PAGE EXCERPT =>
-- start --

Challenge...
Alex Tweedly
alex at tweedly.net
Tue Jun 20 16:43:41 EDT 2006
Ton Kuypers wrote:
> Hi gang... I need some help...
>
> A user selects a PDF file, I need to know what colors are in this PDF
> file.
> So far no good, I can read the data and filter out the unwanted lines.
>
> But this becomes a problem when the PDF file is 50 Mb or bigger...
>
> At this point I use:
>
> put "file:" & vPDFpath into vURL
> put url vURL into vColors1
> put url vURL into vColors2
> filter vColors1 with "*/Separation*"
> replace "#20" with space in vColors1
> filter vColors2 with "*/DeviceN*"
> replace "#20" with space in vColors2
> replace "]" with "" in vColors2
> put vColors1 & vColors2 into vColors
>
> This way I get the lines containing the PDF colors, which I filter
> and use.

-- end --

LISTED RECORDS =>
-- start --

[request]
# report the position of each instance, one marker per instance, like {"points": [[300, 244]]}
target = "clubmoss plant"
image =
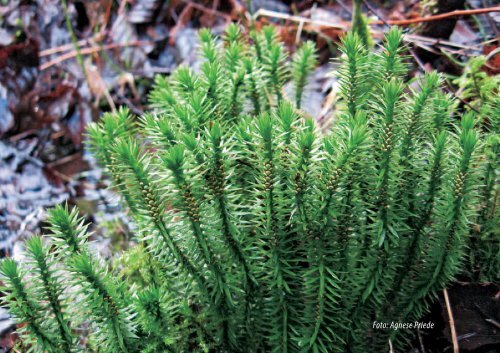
{"points": [[255, 231]]}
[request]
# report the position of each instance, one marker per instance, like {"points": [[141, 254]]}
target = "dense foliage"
{"points": [[256, 232]]}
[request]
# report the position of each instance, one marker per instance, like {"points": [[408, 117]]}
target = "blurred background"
{"points": [[63, 63]]}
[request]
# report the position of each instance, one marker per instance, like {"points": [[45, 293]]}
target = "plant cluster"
{"points": [[256, 232]]}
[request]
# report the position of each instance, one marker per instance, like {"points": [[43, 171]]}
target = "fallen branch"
{"points": [[87, 51], [69, 46], [299, 19], [452, 322], [440, 16]]}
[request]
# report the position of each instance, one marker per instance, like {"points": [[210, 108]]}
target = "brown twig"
{"points": [[452, 322], [440, 16], [69, 46], [420, 340], [87, 51]]}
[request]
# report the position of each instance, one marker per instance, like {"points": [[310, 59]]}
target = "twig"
{"points": [[452, 322], [73, 38], [298, 19], [412, 38], [211, 11], [440, 16], [87, 51], [69, 46], [420, 340]]}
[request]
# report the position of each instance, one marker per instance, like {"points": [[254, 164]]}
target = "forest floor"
{"points": [[64, 63]]}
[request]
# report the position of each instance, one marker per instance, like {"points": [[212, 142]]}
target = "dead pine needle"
{"points": [[452, 322]]}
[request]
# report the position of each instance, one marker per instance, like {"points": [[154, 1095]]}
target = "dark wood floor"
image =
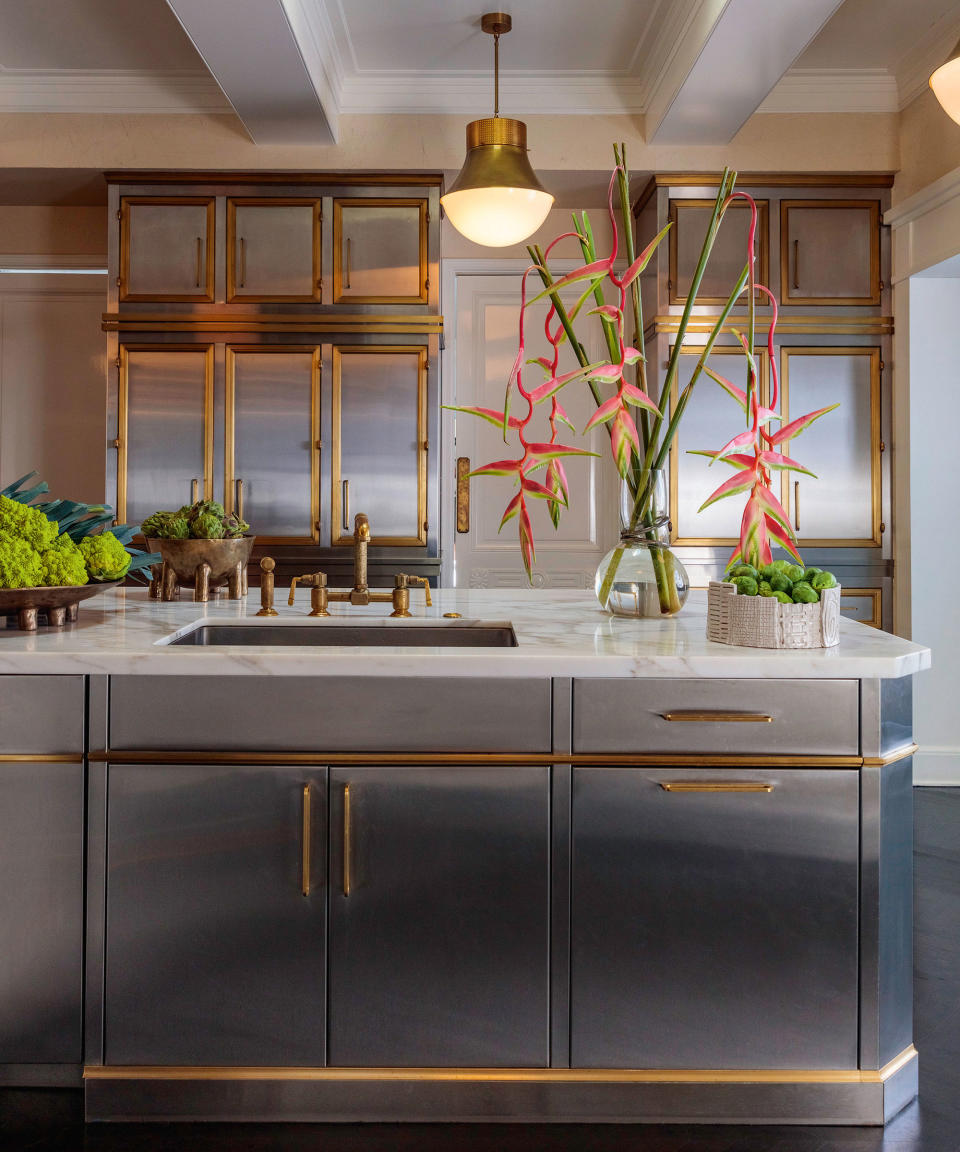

-- end --

DIRECTIVE => Transcribe the passage of the forum message about finding colors in a PDF file that opens with the words containing "Alex Tweedly" and closes with "the unwanted lines.".

COMPLETE OUTPUT =>
Alex Tweedly
alex at tweedly.net
Tue Jun 20 16:43:41 EDT 2006
Ton Kuypers wrote:
> Hi gang... I need some help...
>
> A user selects a PDF file, I need to know what colors are in this PDF
> file.
> So far no good, I can read the data and filter out the unwanted lines.